(TASK DETAILS) Copy out the listing in full, exactly as written, but not its pictures.

** start of DATA TO PROCESS **

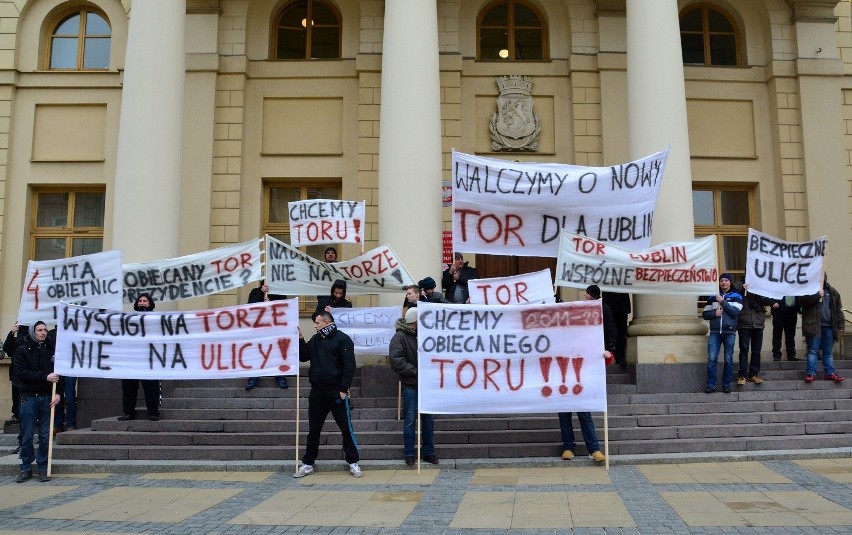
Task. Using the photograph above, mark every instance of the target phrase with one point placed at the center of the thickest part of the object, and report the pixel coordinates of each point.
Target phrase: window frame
(510, 30)
(70, 232)
(705, 8)
(273, 42)
(83, 11)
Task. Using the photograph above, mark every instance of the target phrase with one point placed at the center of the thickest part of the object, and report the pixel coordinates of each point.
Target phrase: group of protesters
(736, 312)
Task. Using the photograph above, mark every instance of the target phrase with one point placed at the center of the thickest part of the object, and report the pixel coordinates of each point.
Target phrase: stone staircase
(203, 420)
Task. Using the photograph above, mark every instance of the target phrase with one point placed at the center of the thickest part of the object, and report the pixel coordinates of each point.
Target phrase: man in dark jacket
(150, 387)
(332, 357)
(403, 357)
(750, 324)
(335, 299)
(722, 310)
(822, 324)
(454, 280)
(33, 364)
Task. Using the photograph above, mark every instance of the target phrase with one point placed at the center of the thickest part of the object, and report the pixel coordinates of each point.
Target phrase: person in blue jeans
(723, 311)
(822, 324)
(33, 364)
(403, 357)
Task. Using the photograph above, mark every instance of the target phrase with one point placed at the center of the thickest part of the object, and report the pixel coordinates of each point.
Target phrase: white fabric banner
(480, 359)
(369, 328)
(668, 268)
(319, 221)
(259, 339)
(194, 275)
(94, 280)
(776, 268)
(527, 289)
(289, 271)
(516, 208)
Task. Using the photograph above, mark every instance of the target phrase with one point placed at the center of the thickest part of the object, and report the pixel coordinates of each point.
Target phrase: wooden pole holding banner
(50, 436)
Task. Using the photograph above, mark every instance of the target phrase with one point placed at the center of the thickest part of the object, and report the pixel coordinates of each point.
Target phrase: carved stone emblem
(514, 126)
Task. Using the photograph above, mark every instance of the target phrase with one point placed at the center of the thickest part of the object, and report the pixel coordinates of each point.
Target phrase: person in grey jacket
(403, 357)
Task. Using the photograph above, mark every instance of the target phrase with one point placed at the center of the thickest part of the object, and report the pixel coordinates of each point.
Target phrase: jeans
(825, 342)
(753, 338)
(409, 425)
(34, 410)
(587, 427)
(713, 344)
(70, 402)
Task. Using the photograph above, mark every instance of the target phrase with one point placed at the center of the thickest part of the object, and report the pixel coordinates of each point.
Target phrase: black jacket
(332, 359)
(32, 364)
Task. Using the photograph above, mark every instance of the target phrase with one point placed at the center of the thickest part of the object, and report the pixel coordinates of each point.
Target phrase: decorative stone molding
(514, 126)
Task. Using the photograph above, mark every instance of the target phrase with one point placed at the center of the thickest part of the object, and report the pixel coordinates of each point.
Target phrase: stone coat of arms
(514, 126)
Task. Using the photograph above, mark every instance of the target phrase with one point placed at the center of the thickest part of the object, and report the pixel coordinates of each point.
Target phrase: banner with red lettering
(527, 289)
(289, 271)
(93, 279)
(258, 339)
(194, 275)
(318, 221)
(776, 268)
(519, 208)
(669, 268)
(481, 359)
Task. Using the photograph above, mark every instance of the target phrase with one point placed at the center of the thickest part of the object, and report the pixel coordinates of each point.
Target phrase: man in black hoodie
(150, 387)
(33, 364)
(332, 357)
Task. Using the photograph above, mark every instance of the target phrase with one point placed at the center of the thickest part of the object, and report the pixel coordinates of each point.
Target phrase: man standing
(587, 426)
(403, 356)
(822, 324)
(454, 280)
(722, 310)
(332, 357)
(33, 364)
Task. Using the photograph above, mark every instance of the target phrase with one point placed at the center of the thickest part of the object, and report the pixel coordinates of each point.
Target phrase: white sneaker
(304, 470)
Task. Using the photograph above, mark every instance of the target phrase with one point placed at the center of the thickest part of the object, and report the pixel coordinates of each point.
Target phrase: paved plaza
(804, 495)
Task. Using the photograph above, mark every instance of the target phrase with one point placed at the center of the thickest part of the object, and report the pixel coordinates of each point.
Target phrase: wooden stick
(50, 437)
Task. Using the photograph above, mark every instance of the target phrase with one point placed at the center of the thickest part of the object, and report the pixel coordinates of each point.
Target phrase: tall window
(708, 36)
(511, 30)
(276, 219)
(727, 212)
(67, 223)
(307, 29)
(80, 41)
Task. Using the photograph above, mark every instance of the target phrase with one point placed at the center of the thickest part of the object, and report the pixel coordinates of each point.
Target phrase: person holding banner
(150, 387)
(454, 280)
(822, 324)
(403, 357)
(260, 295)
(33, 364)
(722, 310)
(332, 357)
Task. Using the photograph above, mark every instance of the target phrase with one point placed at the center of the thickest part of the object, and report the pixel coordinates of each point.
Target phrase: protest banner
(776, 268)
(194, 275)
(526, 289)
(290, 271)
(516, 208)
(487, 359)
(688, 267)
(318, 221)
(369, 328)
(258, 339)
(93, 280)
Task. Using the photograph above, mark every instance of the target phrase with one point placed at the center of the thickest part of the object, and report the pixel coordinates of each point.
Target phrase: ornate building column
(410, 137)
(148, 172)
(656, 104)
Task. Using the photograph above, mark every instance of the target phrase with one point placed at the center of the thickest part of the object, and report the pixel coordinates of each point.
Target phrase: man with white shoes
(332, 357)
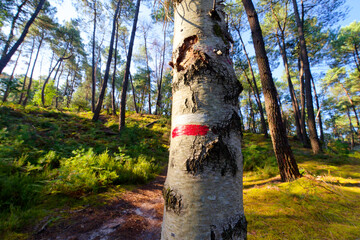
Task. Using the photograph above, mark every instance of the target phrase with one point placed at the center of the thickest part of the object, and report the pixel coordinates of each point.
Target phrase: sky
(66, 11)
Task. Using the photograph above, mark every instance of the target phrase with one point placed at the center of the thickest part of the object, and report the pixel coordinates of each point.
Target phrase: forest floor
(135, 214)
(65, 177)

** end of DATA TO PROCESS **

(CORRECT RESULT)
Task. Using the photograph above, mark every instance of the target phrase with one point placed at the center of the thickest part of the object, and report the pixel coordinates of each point.
Target phrase: window frame
(510, 30)
(70, 232)
(705, 8)
(273, 42)
(83, 11)
Task. Using the photograph above, mark every instance of the target phrase with one point placed at the center of the thickest part of the object, and report the pixel coordinates of each point.
Target phrase: group of protesters
(736, 312)
Task. Using the photograph above, mark every instance of the target phrase with one point placed at the center of the thickest part of the object, and report the pixel coordinates of each point.
Target phrase: stone staircase
(203, 420)
Task. Using the photograph above, mark every instance of the target phrase with one point placed at the center of the thickest part of the object, and report the pixel coordinates of each point.
Target phrase: man in dark jacket
(150, 387)
(332, 357)
(403, 357)
(750, 324)
(335, 299)
(722, 310)
(822, 324)
(454, 280)
(33, 364)
Task. Using the photograph above, mark every instance of the target phrase with one point placed at the center of the thickest part of the object, and report the pixel coordinates of each point.
Target phrase: person in blue jeans
(723, 311)
(822, 324)
(33, 364)
(403, 357)
Task. Using the photograph above, mark every instance of the target phrase with one point placed at the center of the thickest part of the object, and report the pixel coordinates of each point.
Target phrase: white fabric banner
(480, 359)
(369, 328)
(668, 268)
(319, 221)
(259, 339)
(194, 275)
(94, 280)
(776, 268)
(527, 289)
(289, 271)
(516, 208)
Task. Using the photograph above, mark every instance of the target phrase with one point placed at the center of the thickest part of the object, and report the pixel coordinates of each point.
Target phrase: wooden pole holding banner
(50, 436)
Task. Using the photograph above, mark every instance of the target phrase with one point placed at the center of the thickest part of the object, and report the pixel coordinates of each point.
Target phrase: carved stone emblem
(514, 126)
Task. Using the photograph above, mark every instance of the target phrase with one point placed at the center of the thickest part of the object, and report the pixel coordinates of each point.
Target phrase: person in grey jacket
(403, 357)
Task. Using the photograph above, mark every instance of the target phrase with one point placed at the center of the thickest part of the object, and report the pixel coordinates of each point.
Target phrase: jeans
(825, 342)
(753, 338)
(409, 425)
(34, 410)
(587, 427)
(713, 344)
(70, 402)
Task. Using the photograph above, mark every instance of the target phrase with one point placed at the center of the thickest part of the object, and report the pixel coordinates of each point.
Target phrase: black jacket
(332, 359)
(32, 364)
Task. Using the photograph above, mark every instance of the target phrase with one point placed at the center of the thickest part of the object, and report the pixel coordinates of each point.
Target phrase: decorative stone molding
(514, 126)
Task. Using the photograph above, mark every instance of the target phrase with one point placed at the center of the thickest part of the object, and report the pixel coordinates of each point.
Target phrase: stone coat of arms
(514, 126)
Task. Using the photograph above, mark every instance of the target phrase with one point placed at the center of the thickest part of the object, and report the pixel coordinates of each point.
Target phrase: banner with red lettering
(527, 289)
(289, 271)
(93, 279)
(258, 339)
(194, 275)
(318, 221)
(776, 268)
(519, 208)
(669, 268)
(481, 359)
Task. Using the photograph above, mark every instance of the target phrase with one point placed at the center of the thickest part of the object, and report the pixel coordinates of each point.
Target phrase: man in black hoodie
(150, 387)
(33, 364)
(332, 357)
Task. Using the photograph above, mark every instance of the target phrase with one point placed at the center of the thickest part of the object, and report the pixel coordinates of each point.
Target phrase: man standing
(587, 426)
(403, 356)
(822, 324)
(454, 280)
(722, 310)
(332, 357)
(33, 364)
Task. Using the photograph above, mark every instance of the target phrase with one point placed at the center of the thickest part of the object, and report the pixel coordinates of each point.
Target phrase: white sneaker
(304, 470)
Task. Using the photograph above, mark every instance of the target phrase with one point placed at the center of the thickest part of the object, and report the pixel coordinates of each point.
Target phrase: paved plaza
(804, 495)
Task. Using the photograph above, mark every instance of the target phrase with one point placed at the center of the thickest part of the object, and report the pixel coordinates of each point.
Target phrase: wooden stick
(50, 437)
Task. Using the photograph above, mark every instance of the target phrase with one point placed at the center of the thickest part of the object, and report the pixel coordinates of each point.
Target phrase: tall window
(708, 36)
(511, 30)
(276, 219)
(727, 212)
(67, 223)
(307, 29)
(80, 41)
Task. Using the photograph above, mark every instance of the target phrase with one point placed at the center of the thickest part of the object, and report the pixel coordinates of each point.
Target phrase: person holding banner
(150, 387)
(454, 280)
(822, 324)
(403, 357)
(260, 295)
(33, 364)
(722, 310)
(332, 357)
Task. Using the photograph above, mark every instance of the target phrase with one point placed at the center of the thickest part of the object, and report the pixel coordinates of each point.
Target phrase: protest banner
(776, 268)
(194, 275)
(526, 289)
(290, 271)
(516, 208)
(487, 359)
(688, 267)
(318, 221)
(369, 328)
(258, 339)
(93, 280)
Task. Using the photograph above, mark every instance of the target phrase with one point placed at the center of the thickest part of the object, and report the pixel coordinates of each point.
Target phrase: ornate building column
(410, 137)
(148, 172)
(656, 104)
Task. Using the photograph above, mark every instance of the target phrase with one point placed at the center of the thickest part of the object, and report the pixel coordinates of each point.
Target phrase: man with white shoes
(332, 357)
Task. Using the photograph above, mark every instance of the target phrase with one point placed at the center of the thickest part of the object, and report the pixel coordinates of each point.
Target phrase: sky
(66, 11)
Task. Using the photograph above, mark every instance of the target phrase with one point placed at the center of the thickest part of the object, and report the pixel coordinates of each point.
Target phrase: forest floor
(135, 214)
(65, 177)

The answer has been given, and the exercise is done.